Directions for this task:
Your output should be each line from the material below that has the word "yellow".

# # # # #

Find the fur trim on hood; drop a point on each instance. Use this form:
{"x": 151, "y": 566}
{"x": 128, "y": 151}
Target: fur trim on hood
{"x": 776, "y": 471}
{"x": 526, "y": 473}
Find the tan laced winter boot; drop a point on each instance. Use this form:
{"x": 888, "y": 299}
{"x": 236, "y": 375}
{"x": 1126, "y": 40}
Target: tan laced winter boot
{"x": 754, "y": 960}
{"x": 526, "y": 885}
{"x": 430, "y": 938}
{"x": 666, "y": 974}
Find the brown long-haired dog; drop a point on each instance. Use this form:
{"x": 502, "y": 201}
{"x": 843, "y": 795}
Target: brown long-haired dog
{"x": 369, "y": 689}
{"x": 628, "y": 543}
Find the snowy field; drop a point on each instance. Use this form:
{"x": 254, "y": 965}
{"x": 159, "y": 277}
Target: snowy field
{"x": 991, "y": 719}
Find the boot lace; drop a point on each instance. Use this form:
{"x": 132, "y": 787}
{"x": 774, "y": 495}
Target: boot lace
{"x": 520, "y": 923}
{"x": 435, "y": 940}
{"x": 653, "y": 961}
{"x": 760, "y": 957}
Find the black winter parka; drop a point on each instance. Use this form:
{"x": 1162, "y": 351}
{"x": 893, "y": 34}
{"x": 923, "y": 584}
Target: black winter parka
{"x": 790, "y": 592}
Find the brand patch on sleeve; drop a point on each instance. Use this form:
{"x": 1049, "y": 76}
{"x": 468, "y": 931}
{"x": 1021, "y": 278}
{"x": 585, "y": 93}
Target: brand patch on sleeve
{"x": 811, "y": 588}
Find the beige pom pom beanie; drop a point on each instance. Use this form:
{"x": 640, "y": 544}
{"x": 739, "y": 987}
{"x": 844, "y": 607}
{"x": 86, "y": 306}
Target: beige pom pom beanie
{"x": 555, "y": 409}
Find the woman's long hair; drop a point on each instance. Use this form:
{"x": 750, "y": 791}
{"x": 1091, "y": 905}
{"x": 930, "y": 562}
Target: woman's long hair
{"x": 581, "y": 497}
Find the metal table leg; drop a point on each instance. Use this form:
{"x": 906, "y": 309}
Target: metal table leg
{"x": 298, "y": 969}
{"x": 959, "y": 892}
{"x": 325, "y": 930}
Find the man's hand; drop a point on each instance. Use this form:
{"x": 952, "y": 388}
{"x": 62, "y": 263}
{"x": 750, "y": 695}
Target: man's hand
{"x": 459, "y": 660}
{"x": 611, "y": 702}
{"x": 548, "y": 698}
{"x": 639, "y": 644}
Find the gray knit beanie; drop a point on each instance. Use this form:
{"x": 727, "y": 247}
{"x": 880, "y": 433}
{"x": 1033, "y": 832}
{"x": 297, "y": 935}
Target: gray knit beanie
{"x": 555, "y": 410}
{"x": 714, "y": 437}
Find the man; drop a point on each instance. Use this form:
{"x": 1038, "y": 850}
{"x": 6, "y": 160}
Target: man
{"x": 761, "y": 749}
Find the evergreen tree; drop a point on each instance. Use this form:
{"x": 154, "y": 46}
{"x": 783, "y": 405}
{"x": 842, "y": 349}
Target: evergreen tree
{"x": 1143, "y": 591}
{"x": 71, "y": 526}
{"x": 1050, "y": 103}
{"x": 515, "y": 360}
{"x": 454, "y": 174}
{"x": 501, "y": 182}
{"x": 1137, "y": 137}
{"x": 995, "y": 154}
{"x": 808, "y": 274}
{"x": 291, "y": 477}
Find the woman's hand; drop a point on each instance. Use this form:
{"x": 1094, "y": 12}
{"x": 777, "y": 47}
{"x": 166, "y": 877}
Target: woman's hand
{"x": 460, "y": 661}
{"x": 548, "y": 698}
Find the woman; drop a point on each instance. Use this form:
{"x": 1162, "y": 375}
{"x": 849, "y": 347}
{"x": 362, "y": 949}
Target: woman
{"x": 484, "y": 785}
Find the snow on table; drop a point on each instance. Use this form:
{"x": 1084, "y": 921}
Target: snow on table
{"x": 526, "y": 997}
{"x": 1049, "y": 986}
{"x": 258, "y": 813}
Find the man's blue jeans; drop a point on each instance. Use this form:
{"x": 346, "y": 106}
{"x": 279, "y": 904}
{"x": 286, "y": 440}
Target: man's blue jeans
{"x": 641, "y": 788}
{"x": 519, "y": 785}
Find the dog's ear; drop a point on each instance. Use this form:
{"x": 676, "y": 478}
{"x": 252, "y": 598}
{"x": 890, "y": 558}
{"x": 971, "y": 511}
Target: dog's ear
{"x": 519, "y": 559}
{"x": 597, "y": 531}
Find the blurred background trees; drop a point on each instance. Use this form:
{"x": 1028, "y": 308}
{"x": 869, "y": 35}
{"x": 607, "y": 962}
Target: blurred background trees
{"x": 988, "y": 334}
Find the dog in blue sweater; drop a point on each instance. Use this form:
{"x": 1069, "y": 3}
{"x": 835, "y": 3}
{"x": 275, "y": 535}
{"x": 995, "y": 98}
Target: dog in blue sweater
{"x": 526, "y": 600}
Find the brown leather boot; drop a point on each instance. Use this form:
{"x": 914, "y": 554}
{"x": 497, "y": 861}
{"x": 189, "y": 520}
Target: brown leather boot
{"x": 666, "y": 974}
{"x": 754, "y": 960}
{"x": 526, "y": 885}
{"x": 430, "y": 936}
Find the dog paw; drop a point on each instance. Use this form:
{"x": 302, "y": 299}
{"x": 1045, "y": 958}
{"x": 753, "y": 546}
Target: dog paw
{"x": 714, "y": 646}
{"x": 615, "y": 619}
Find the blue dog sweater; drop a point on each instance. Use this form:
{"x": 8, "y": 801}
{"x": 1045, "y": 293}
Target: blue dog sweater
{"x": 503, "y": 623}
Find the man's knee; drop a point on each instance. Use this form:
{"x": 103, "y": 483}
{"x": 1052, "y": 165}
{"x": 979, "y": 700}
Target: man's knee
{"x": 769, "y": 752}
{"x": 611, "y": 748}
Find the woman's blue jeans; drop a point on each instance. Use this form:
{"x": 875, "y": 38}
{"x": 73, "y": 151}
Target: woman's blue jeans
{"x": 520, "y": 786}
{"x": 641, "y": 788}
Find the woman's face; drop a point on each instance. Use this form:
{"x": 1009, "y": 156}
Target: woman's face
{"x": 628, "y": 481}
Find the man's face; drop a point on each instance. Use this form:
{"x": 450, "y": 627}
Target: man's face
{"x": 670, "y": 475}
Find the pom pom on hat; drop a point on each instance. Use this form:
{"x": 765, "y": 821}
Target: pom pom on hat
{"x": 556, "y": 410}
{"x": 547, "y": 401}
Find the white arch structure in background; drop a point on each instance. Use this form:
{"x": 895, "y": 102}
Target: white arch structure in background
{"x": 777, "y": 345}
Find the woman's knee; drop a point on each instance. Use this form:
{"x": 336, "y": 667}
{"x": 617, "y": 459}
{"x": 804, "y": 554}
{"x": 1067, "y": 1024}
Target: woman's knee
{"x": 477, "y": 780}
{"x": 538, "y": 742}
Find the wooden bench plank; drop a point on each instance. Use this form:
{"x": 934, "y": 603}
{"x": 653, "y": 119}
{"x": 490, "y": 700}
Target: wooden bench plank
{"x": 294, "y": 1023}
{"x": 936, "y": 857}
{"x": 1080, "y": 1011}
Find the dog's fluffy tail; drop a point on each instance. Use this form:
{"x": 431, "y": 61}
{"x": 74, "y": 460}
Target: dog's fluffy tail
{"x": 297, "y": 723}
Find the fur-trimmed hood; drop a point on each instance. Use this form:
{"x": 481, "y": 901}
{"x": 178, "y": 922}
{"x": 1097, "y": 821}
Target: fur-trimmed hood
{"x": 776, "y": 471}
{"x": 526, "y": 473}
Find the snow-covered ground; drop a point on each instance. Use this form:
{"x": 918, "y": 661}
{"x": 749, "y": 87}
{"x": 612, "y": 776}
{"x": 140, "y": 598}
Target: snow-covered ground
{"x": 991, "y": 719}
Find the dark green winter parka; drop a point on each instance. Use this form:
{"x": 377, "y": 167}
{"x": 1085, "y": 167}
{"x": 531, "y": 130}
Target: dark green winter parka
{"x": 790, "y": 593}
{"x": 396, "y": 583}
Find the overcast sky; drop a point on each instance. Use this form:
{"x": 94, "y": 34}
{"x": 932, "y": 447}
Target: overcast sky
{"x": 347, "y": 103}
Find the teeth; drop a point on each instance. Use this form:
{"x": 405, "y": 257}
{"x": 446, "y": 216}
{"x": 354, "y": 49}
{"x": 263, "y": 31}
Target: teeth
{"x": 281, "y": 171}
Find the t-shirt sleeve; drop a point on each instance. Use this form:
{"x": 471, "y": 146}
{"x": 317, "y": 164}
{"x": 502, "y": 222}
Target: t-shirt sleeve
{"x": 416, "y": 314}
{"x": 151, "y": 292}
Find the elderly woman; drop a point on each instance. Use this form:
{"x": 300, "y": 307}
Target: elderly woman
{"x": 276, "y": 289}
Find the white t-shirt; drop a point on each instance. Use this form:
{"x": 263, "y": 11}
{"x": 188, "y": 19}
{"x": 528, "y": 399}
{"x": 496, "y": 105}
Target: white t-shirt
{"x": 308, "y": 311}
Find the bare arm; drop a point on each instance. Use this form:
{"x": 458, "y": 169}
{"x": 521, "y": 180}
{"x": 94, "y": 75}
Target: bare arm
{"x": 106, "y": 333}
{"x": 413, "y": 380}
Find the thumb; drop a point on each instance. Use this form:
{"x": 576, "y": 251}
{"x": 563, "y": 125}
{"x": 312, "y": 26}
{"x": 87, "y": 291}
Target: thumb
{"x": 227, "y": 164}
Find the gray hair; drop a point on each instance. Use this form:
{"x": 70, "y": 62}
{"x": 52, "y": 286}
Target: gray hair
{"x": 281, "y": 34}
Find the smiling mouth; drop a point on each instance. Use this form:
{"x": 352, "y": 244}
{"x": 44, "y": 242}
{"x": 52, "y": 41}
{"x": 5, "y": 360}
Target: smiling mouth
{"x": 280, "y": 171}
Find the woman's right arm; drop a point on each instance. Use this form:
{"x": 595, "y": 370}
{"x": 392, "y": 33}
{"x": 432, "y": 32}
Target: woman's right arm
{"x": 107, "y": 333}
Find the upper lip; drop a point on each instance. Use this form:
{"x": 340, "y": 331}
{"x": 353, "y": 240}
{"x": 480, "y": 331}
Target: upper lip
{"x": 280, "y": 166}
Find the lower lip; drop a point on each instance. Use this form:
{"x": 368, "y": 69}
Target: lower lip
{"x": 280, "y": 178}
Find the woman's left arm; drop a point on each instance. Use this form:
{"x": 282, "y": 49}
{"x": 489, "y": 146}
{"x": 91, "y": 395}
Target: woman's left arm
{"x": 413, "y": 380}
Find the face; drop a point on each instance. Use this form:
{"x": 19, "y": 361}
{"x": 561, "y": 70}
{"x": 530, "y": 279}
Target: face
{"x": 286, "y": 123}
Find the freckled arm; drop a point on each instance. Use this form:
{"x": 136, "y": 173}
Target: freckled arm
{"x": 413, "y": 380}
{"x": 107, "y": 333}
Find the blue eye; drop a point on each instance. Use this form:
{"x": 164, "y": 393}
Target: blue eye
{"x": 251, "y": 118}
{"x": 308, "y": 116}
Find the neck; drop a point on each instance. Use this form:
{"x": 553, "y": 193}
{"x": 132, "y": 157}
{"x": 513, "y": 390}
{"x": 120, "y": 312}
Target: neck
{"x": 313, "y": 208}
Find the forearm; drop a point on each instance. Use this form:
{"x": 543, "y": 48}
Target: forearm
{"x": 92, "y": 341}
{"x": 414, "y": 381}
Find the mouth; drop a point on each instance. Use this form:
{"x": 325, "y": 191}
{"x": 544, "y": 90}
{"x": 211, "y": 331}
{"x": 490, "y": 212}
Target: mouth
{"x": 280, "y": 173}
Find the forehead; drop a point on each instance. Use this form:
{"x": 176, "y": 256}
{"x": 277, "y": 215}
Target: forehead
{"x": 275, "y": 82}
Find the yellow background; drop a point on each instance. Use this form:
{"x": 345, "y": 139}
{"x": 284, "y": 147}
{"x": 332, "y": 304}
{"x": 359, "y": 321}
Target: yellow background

# # # # #

Response:
Find the yellow background; drop a point on each instance. Use this form:
Target: yellow background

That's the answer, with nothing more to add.